[SÉRIE D'EXERCICES]
A. Énumérez les contrats que le texte sur les Sukuk présente comme pouvant servir de base à ces titres.
B. Poursuivez le texte sur les Sukuk après sa dernière phrase.
:: TEXTE À LIRE ::
Suite à l’annonce, par le Premier Ministre M. Ousmane SONKO, de la perspective de lancement de Sukuk par le Gouvernement et la mention, dans le rapport de la Cour des comptes de février 2025, d’un « reliquat de 114,4 milliards de F CFA de l’emprunt obligataire (Sukuk SOGEPA) de 2022 non versé au Trésor public », les Sukuk ont suscité la curiosité de nombreux Sénégalais.
C’est quoi Sukuk ?
Selon le RÈGLEMENT N° 10 /2022/CM/UEMOA relatif aux titres financiers islamiques, aux sociétés d’émission de Sukuk autogérées et aux fonds d’émission de Sukuk dans l’UEMOA, les Sukuk sont des titres financiers conformes aux règles de la finance islamique qui peuvent prendre soit la forme de certificats de copropriété soit la forme de certificats d’investissement. Ces certificats confèrent aux investisseurs respectivement un droit de copropriété sur des actifs conformes ou un droit sur les revenus d’activités conformes selon le droit musulman.
Du point de vue de l’investisseur, Sukuk est un véhicule d’investissement lui permettant d’avoir un retour sur investissement halal. Tandis que pour l’initiateur (Etat ou entreprise), il s’agit d’un instrument de la finance islamique qui permet de mobiliser des ressources sur le marché financier à court, moyen ou long terme.
Sukuk VS obligations
Les Sukuk sont différents des obligations. Celles-ci sont des instruments de dette basés sur un contrat de prêt à intérêt alors que les Sukuk peuvent avoir comme contrats sous-jacents la vente, la location, la participation ou une combinaison de contrats. C’est donc une aberration scientifique le fait de définir Sukuk comme une « obligation islamique ».
:::
:: DONNÉES FOURNIES ::
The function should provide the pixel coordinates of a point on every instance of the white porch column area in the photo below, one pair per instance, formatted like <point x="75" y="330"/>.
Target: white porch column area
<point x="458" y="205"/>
:::
[RÉPONSES PAR EXERCICE]
A. La vente, la location, la participation et une combinaison de contrats.

B.
Avec l’interdiction du Riba par le Coran, les Institutions de Finance islamique ne peuvent pas prêter à intérêt, elles mènent plutôt des activités de commerce et d’investissement. Comme instrument de la finance islamique, les Sukuk sont basés sur : i) des contrats de vente, ou ii) des contrats de location, ou iii) des contrats de participation, ou même iv) une combinaison de plusieurs contrats.
Les investisseurs qui sont les détenteurs de Sukuk sont rémunérés à travers les bénéfices réalisés dans ces activités commerciales sous-jacentes. En d’autres termes, les détenteurs de Sukuk sont copropriétaires des actifs ou de l’activité sous-jacents à l’émission de Sukuk et sont rémunérés sur cette base.
De son côté, l’initiateur du Sukuk, qui peut être un Etat ou une entreprise, couvre ses besoins de financement par le biais des ressources mobilisées à travers les Sukuk.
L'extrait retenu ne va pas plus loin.